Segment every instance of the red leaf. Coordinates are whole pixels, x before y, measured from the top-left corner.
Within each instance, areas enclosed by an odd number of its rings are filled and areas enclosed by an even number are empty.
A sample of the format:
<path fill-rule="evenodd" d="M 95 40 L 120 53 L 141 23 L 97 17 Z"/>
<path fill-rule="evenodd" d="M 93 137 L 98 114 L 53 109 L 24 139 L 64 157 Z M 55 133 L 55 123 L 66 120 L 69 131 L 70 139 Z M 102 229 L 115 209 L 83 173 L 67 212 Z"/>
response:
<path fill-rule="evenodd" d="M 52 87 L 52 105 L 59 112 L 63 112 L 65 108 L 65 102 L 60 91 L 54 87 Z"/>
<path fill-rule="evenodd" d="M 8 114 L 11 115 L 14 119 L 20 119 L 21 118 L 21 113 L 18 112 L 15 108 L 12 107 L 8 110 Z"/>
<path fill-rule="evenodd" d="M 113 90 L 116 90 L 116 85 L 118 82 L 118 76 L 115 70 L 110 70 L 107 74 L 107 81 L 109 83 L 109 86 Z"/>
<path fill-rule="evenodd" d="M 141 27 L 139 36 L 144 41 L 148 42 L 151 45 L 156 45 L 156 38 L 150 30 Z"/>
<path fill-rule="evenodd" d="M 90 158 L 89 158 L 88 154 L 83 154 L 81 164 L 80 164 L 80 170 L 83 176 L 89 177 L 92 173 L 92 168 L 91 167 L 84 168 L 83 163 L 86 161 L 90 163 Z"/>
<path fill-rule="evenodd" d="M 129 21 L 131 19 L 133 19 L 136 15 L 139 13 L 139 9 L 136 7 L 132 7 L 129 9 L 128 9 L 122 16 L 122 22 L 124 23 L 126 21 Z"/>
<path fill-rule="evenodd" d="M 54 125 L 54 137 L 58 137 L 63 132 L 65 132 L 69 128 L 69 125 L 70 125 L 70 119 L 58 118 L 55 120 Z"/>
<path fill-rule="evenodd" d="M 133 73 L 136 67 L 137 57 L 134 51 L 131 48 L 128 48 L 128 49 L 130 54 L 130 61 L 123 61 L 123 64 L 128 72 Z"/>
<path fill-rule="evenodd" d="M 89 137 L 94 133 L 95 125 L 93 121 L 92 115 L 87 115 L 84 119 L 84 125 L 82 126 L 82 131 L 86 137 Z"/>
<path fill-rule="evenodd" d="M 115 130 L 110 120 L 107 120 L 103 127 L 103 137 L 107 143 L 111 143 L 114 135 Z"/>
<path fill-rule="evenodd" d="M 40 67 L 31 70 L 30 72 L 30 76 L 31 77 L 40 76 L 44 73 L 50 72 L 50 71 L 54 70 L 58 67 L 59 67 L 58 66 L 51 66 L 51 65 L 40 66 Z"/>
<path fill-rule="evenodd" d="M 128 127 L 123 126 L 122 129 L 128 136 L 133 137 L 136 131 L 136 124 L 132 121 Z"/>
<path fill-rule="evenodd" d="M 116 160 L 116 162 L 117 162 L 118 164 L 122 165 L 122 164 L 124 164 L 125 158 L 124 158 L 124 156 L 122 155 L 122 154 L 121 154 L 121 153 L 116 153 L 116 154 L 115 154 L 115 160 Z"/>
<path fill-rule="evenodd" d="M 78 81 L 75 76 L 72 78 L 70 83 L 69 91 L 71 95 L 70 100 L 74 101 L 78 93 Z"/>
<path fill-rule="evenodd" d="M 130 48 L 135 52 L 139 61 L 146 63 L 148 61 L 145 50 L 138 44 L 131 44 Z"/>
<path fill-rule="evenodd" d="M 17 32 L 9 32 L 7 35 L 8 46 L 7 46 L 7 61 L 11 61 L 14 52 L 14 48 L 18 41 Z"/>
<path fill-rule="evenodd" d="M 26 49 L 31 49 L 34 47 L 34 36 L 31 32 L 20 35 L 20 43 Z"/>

◆ ◆ ◆

*TASK TO COMPLETE*:
Convert all of the data above into a JSON list of strings, one string per line, omitting any blank lines.

*FINISHED EXERCISE*:
[
  "Segment every instance of the red leaf. Coordinates are whole pixels, x before y, measured from the top-left corner.",
  "Within each instance, areas enclosed by an odd number of its rings are filled and areas enclosed by an even number are empty.",
  "A sample of the format:",
  "<path fill-rule=\"evenodd\" d=\"M 95 40 L 120 53 L 141 23 L 97 17 Z\"/>",
  "<path fill-rule=\"evenodd\" d=\"M 93 137 L 98 114 L 53 109 L 24 139 L 64 157 Z M 55 133 L 55 123 L 66 120 L 69 131 L 70 139 Z M 102 229 L 115 209 L 83 173 L 67 212 Z\"/>",
  "response:",
  "<path fill-rule=\"evenodd\" d=\"M 52 87 L 52 105 L 59 112 L 63 112 L 65 108 L 65 102 L 60 91 L 54 87 Z\"/>",
  "<path fill-rule=\"evenodd\" d=\"M 8 114 L 11 115 L 14 119 L 20 119 L 21 118 L 21 113 L 18 112 L 15 108 L 12 107 L 8 110 Z\"/>",
  "<path fill-rule=\"evenodd\" d=\"M 113 90 L 116 90 L 116 85 L 118 82 L 118 76 L 115 70 L 110 70 L 107 74 L 107 81 L 109 83 L 109 86 Z\"/>",
  "<path fill-rule=\"evenodd\" d=\"M 141 27 L 139 36 L 144 41 L 148 42 L 151 45 L 156 45 L 156 38 L 150 30 Z\"/>",
  "<path fill-rule=\"evenodd\" d=\"M 90 158 L 89 158 L 88 154 L 83 154 L 81 164 L 80 164 L 80 170 L 83 176 L 89 177 L 92 173 L 92 168 L 91 167 L 84 168 L 83 163 L 86 161 L 90 163 Z\"/>",
  "<path fill-rule=\"evenodd\" d=\"M 129 21 L 131 19 L 133 19 L 136 15 L 139 13 L 139 9 L 136 7 L 132 7 L 129 9 L 128 9 L 122 16 L 122 22 L 124 23 L 126 21 Z\"/>",
  "<path fill-rule=\"evenodd\" d=\"M 54 125 L 54 137 L 58 137 L 63 132 L 65 132 L 69 128 L 69 125 L 70 125 L 70 119 L 58 118 L 55 120 Z\"/>",
  "<path fill-rule=\"evenodd\" d=\"M 133 73 L 136 67 L 137 57 L 134 51 L 131 48 L 128 48 L 128 49 L 130 54 L 130 61 L 123 61 L 123 64 L 128 72 Z\"/>",
  "<path fill-rule=\"evenodd\" d=\"M 89 137 L 94 133 L 95 125 L 93 121 L 92 115 L 87 115 L 84 119 L 84 125 L 82 126 L 82 131 L 86 137 Z\"/>",
  "<path fill-rule=\"evenodd\" d=\"M 115 130 L 110 120 L 107 120 L 103 127 L 103 137 L 107 143 L 111 143 L 114 135 Z\"/>",
  "<path fill-rule=\"evenodd\" d=\"M 40 67 L 31 70 L 30 72 L 30 76 L 31 77 L 40 76 L 44 73 L 50 72 L 50 71 L 54 70 L 58 67 L 59 67 L 58 66 L 51 66 L 51 65 L 40 66 Z\"/>",
  "<path fill-rule=\"evenodd\" d=\"M 128 127 L 123 126 L 122 129 L 128 136 L 133 137 L 136 131 L 136 124 L 132 121 Z\"/>",
  "<path fill-rule=\"evenodd\" d=\"M 116 160 L 116 162 L 117 162 L 118 164 L 122 165 L 122 164 L 124 164 L 125 158 L 124 158 L 124 156 L 122 155 L 122 154 L 121 154 L 121 153 L 116 153 L 116 154 L 115 154 L 115 160 Z\"/>",
  "<path fill-rule=\"evenodd\" d=\"M 78 81 L 75 76 L 72 78 L 70 83 L 69 91 L 71 95 L 70 100 L 74 101 L 78 93 Z\"/>",
  "<path fill-rule=\"evenodd\" d=\"M 130 48 L 135 52 L 139 61 L 146 63 L 148 61 L 145 50 L 138 44 L 131 44 Z\"/>",
  "<path fill-rule=\"evenodd\" d=\"M 17 32 L 9 32 L 7 35 L 8 46 L 7 46 L 7 61 L 11 61 L 14 52 L 14 48 L 18 41 Z\"/>",
  "<path fill-rule=\"evenodd\" d=\"M 26 49 L 31 49 L 34 47 L 34 36 L 31 32 L 20 35 L 20 43 Z\"/>"
]